Reproduce every line of the records below word for word, but leave out the pictures.

Supplied records:
-*-*-

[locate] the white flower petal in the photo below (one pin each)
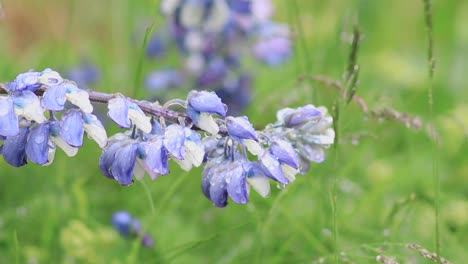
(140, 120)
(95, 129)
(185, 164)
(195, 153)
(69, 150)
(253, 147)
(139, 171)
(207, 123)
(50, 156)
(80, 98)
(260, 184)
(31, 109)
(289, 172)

-*-*-

Complete output:
[locate] the white flower petal in the photo below (one pin each)
(140, 120)
(95, 129)
(185, 164)
(195, 153)
(69, 150)
(253, 147)
(139, 171)
(207, 123)
(50, 156)
(80, 98)
(260, 184)
(31, 109)
(289, 172)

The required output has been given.